● **STATED TASK**
Gather each line of the rows below that contains the word "window", copying the lines unchanged.

● **RECORDS TO USE**

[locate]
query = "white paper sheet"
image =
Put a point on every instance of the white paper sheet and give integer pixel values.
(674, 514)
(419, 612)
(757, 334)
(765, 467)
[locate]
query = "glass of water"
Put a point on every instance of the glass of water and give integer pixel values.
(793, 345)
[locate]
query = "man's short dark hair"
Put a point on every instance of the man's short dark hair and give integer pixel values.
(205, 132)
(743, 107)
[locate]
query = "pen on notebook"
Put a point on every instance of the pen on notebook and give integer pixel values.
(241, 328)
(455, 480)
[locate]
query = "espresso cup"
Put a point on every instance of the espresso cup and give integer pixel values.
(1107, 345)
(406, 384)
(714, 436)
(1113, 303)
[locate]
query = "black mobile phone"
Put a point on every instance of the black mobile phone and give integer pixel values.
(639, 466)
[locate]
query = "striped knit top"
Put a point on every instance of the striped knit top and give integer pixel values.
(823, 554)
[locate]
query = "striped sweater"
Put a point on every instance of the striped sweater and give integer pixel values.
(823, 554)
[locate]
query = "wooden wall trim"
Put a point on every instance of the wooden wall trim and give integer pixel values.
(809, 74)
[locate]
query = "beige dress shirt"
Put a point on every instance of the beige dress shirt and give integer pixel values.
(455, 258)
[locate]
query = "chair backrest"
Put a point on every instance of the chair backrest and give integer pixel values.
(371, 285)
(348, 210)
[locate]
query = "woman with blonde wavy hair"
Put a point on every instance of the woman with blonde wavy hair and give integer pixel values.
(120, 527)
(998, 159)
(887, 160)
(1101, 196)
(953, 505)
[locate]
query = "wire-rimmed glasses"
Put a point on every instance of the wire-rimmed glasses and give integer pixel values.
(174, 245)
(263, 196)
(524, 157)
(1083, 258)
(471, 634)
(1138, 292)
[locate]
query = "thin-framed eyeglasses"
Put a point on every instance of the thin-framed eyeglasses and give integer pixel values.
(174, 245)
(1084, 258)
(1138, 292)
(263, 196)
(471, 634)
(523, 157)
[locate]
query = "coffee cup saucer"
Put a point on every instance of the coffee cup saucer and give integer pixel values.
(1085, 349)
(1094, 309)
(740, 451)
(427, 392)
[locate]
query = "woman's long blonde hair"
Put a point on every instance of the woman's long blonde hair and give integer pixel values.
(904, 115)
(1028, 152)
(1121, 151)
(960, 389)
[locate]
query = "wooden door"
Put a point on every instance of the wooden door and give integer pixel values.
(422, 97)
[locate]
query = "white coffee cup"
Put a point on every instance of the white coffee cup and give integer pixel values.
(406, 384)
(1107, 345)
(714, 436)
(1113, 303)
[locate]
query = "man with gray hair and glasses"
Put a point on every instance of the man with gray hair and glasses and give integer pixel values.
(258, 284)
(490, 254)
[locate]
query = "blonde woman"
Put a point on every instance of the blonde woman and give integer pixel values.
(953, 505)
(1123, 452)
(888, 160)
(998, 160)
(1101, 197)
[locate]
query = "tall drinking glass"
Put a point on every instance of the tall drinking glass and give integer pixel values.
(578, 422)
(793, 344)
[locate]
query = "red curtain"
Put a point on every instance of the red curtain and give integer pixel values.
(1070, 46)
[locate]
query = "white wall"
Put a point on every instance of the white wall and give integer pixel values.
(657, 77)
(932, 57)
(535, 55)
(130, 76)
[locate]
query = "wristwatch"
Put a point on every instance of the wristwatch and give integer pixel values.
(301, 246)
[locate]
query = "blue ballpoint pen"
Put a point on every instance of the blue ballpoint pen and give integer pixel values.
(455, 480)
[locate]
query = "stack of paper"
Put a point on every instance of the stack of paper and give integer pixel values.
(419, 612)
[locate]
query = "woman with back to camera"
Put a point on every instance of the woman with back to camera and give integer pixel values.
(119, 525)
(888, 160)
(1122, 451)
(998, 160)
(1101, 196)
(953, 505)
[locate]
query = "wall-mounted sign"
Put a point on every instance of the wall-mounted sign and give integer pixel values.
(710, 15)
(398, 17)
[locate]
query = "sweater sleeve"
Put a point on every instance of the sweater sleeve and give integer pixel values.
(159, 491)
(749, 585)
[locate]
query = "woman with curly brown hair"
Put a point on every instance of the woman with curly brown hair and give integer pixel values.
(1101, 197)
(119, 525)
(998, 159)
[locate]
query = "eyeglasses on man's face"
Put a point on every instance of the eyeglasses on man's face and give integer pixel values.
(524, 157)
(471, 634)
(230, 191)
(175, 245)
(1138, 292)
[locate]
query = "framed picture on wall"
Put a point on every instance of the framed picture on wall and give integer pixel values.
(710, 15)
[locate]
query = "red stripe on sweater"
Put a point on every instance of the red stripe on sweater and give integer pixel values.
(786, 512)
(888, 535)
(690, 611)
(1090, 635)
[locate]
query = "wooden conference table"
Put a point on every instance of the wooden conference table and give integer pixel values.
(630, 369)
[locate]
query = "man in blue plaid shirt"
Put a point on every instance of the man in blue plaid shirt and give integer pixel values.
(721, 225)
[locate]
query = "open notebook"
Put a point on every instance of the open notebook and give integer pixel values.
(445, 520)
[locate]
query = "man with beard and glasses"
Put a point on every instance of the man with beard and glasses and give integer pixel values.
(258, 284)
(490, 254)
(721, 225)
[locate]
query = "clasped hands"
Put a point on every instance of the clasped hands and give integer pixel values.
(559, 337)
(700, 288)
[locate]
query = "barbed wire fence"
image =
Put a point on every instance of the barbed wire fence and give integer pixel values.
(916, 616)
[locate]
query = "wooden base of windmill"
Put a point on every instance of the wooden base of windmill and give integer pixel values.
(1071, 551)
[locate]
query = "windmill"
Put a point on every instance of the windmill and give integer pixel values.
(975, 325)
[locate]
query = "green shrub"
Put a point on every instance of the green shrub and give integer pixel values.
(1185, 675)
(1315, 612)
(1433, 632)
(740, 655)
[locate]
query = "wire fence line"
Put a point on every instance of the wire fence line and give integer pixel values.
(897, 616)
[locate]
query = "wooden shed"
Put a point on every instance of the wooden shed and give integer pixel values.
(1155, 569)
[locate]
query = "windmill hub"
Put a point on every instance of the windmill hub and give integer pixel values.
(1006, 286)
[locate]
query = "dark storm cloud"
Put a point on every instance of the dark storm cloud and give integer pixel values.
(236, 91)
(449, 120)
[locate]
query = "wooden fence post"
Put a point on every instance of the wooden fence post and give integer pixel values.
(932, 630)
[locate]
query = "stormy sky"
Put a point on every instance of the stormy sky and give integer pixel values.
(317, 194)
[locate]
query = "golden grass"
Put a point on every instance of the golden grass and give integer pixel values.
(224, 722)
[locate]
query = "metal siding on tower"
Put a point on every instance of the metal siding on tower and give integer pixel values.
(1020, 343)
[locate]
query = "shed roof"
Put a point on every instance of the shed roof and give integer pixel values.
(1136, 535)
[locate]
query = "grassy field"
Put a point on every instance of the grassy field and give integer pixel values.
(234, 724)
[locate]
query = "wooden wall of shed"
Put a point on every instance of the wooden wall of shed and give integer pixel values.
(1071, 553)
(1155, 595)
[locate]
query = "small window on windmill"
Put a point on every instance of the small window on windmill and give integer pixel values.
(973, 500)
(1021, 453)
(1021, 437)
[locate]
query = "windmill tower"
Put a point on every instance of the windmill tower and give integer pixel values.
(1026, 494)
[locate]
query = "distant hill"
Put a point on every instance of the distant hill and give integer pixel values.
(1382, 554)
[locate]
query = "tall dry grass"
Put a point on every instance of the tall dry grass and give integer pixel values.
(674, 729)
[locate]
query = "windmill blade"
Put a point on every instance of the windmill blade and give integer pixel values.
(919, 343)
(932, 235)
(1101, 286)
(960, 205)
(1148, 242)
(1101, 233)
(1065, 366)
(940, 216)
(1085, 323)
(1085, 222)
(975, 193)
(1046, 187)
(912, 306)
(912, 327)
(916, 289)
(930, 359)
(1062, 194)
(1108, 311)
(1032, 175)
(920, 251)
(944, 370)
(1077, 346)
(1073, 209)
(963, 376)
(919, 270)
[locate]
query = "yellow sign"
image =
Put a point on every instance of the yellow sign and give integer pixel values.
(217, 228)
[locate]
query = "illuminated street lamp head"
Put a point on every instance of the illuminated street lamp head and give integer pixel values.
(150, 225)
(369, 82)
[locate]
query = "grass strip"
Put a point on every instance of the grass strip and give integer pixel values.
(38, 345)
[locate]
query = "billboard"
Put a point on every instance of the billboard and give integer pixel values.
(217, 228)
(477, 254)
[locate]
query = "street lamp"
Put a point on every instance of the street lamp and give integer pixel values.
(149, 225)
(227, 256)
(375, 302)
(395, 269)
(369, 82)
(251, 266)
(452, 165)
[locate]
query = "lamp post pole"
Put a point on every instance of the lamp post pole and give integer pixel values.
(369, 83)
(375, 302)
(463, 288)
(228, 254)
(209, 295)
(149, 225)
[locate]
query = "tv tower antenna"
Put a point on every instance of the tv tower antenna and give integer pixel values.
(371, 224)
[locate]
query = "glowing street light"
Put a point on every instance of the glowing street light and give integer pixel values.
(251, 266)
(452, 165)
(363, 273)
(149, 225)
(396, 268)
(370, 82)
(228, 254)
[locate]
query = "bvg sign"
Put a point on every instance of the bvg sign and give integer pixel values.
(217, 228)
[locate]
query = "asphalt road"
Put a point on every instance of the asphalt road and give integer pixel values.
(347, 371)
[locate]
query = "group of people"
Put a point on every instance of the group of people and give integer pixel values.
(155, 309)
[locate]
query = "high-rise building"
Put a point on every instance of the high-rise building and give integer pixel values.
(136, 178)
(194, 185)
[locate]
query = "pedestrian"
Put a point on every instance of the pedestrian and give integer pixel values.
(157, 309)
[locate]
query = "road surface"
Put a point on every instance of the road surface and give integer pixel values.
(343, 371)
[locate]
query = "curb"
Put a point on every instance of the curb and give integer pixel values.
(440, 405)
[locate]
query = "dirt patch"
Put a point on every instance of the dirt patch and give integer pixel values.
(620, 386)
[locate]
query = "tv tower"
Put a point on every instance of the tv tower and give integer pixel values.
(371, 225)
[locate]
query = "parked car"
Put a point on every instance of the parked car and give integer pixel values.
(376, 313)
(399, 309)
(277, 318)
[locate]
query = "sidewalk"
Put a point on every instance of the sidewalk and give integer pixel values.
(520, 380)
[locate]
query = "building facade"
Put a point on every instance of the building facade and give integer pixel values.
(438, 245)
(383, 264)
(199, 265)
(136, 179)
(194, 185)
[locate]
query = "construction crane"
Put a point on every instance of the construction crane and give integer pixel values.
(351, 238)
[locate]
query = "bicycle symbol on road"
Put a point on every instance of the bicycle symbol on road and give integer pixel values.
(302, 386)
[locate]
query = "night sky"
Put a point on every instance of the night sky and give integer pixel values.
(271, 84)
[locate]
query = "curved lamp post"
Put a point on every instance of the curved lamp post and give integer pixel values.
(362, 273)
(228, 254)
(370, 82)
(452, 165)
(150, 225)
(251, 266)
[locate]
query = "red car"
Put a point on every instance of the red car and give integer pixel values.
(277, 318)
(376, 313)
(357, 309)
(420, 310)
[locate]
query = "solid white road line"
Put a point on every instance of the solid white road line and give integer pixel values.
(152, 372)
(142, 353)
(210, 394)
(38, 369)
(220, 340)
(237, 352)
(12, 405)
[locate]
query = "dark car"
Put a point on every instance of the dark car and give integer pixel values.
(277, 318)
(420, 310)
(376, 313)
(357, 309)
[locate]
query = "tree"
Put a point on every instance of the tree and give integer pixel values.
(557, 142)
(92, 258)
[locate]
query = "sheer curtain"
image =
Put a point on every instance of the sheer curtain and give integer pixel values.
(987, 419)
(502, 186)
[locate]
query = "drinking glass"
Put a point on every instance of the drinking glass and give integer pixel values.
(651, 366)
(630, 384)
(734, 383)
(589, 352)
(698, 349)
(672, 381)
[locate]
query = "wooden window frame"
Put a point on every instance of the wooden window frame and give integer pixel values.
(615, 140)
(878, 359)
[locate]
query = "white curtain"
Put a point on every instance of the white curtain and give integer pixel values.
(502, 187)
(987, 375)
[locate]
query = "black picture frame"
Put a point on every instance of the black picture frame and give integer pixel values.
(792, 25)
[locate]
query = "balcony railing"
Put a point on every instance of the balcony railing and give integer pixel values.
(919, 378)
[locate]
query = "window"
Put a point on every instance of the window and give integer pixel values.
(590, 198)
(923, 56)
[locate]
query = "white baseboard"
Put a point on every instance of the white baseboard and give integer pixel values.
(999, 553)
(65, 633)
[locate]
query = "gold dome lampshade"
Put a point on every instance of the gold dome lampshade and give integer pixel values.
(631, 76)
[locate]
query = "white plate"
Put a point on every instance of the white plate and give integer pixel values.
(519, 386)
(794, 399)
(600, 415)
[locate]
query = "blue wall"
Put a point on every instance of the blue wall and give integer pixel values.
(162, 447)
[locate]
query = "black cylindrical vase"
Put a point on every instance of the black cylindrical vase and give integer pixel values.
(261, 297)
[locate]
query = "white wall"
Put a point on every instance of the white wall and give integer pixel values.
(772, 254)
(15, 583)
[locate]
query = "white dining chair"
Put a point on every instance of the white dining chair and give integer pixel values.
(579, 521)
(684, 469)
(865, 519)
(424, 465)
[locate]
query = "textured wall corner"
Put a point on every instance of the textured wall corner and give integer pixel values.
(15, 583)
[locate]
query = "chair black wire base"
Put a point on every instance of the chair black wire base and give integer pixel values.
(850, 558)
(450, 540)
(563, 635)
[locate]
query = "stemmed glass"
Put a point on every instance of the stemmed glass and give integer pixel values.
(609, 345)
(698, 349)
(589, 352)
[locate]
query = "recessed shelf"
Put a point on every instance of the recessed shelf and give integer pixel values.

● **PROBLEM SOLUTION**
query = "small window on windmill"
Put a point on every instance of the small window on windmill and give integer pixel values.
query = "wooden window frame"
Put a point on every instance of the wooden window frame and give integer pixel values.
query = "window"
Put a point on every instance of the window and give integer pixel values.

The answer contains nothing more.